== Given passage ==
- Date: December 22, 1979
- Season: 1979
- Stadium: Liberty Bowl Memorial Stadium
- Location: Memphis, Tennessee
- MVP: Roch Hontas (Tulane QB)
- Favorite: Penn State by 2½ points
- Referee: Courtney Mauzy (ACC)
- Attendance: 50,021

United States TV coverage
- Network: ABC
- Announcers: Keith Jackson, Ara Parseghian, Verne Lundquist

= 1979 Liberty Bowl =

American college football game

The 1979 Liberty Bowl was the 21st edition of the college football bowl game, held at Liberty Bowl Memorial Stadium in Memphis, Tennessee, on Saturday, December 22. Part of the 1979–80 bowl game season, it matched the Tulane Green Wave and the Penn State Nittany Lions, both independents. In a game without a touchdown, Penn State won 9–6.

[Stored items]
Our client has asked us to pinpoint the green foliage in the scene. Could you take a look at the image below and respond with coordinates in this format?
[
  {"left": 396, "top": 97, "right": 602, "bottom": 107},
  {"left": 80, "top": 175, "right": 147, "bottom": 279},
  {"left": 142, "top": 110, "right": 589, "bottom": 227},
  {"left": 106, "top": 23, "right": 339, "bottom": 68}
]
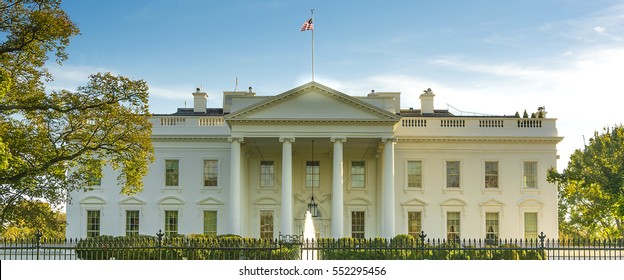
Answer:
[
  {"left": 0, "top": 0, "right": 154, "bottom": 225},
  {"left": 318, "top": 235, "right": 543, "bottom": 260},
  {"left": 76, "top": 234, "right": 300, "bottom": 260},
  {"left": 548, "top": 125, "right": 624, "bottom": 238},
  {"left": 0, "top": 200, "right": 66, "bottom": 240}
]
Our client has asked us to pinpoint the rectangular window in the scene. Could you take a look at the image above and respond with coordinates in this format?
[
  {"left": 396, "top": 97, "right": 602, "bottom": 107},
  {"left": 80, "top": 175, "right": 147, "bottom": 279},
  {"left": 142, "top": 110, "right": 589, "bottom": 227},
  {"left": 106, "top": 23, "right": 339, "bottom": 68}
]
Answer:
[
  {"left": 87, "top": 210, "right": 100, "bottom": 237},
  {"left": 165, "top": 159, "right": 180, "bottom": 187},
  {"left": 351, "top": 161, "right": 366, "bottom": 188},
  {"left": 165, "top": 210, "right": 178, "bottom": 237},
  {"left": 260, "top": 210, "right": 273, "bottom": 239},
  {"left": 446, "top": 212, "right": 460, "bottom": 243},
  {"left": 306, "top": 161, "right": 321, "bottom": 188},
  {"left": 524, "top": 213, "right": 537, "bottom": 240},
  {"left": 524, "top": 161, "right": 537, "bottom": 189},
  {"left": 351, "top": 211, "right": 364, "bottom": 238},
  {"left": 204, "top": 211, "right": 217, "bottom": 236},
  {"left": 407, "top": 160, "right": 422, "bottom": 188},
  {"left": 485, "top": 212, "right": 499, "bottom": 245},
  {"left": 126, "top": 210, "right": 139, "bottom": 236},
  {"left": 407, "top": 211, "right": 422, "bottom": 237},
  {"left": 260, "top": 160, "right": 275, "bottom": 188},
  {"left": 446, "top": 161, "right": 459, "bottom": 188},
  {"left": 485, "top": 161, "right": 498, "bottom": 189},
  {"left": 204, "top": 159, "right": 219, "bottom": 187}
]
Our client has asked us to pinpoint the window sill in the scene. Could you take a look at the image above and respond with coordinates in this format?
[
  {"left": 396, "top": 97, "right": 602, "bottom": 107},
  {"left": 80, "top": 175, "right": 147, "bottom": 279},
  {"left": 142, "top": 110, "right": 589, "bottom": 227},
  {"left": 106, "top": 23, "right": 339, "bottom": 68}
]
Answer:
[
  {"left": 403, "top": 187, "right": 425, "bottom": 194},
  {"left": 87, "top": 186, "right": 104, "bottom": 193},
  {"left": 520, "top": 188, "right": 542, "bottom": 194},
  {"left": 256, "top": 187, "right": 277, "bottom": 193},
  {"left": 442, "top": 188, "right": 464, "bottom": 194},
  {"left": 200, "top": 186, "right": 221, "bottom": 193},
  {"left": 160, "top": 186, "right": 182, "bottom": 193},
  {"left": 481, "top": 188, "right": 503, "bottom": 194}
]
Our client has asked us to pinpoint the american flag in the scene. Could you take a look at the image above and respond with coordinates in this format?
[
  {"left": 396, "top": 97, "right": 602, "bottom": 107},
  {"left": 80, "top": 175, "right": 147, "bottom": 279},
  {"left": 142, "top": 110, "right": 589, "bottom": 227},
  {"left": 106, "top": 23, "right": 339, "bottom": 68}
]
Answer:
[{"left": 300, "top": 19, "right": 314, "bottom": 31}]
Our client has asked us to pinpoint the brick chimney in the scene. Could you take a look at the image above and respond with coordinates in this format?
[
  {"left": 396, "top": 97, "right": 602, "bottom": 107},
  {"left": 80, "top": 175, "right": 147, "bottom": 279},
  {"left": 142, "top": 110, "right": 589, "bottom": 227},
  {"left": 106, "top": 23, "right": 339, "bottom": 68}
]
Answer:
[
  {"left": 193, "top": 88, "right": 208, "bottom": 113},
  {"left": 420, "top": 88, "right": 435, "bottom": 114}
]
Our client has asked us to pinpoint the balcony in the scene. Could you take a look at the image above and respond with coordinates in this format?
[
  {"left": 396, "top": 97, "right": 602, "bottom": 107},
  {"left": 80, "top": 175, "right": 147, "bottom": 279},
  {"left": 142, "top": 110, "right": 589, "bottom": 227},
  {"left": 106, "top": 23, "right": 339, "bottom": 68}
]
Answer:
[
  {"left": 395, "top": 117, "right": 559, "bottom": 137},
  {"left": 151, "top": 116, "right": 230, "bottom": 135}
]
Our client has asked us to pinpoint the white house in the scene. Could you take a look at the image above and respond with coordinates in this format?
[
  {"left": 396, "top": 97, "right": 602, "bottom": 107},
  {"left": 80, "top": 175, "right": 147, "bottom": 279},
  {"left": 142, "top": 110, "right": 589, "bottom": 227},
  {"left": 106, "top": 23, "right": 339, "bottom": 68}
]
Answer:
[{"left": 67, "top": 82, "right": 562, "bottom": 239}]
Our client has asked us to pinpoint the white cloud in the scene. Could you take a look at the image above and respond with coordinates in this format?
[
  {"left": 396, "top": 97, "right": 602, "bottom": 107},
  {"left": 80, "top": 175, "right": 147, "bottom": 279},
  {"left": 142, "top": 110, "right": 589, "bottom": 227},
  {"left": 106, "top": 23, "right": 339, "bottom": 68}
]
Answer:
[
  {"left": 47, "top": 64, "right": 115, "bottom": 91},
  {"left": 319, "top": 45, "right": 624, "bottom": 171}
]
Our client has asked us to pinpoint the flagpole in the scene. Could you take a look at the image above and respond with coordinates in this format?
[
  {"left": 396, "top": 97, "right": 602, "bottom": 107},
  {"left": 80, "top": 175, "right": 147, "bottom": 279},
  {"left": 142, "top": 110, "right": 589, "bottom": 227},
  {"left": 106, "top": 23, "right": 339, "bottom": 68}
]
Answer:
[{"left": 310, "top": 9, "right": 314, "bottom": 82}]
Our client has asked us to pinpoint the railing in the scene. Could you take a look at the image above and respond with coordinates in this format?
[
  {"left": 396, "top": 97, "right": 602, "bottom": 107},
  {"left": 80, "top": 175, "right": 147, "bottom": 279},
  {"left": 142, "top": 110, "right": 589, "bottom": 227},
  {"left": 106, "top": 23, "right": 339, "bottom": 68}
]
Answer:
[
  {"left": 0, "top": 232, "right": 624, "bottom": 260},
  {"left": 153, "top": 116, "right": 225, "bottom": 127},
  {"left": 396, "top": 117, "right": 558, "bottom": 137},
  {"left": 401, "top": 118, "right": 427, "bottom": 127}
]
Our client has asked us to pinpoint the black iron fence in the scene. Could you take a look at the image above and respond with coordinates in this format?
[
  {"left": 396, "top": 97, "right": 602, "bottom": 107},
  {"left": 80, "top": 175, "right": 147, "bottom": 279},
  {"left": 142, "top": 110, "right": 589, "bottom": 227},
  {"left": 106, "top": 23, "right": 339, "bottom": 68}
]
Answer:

== Aim of the task ==
Resume the 1979 Liberty Bowl passage above, picking up after its last sentence.

== Solved exercise ==
==Teams==

===Penn State===

The 1979 Penn State squad finished the regular season with a record of 7–4 and losses against Texas A&M, Nebraska, Miami and Pittsburgh. The appearance marked the third for Penn State in the Liberty Bowl, and the school's 18th overall bowl game.

===Tulane===

The 1979 Tulane squad finished the regular season with a record of 9–2 and losses against Rice and West Virginia. The appearance marked the second for Tulane in the Liberty Bowl, and the school's sixth overall bowl game.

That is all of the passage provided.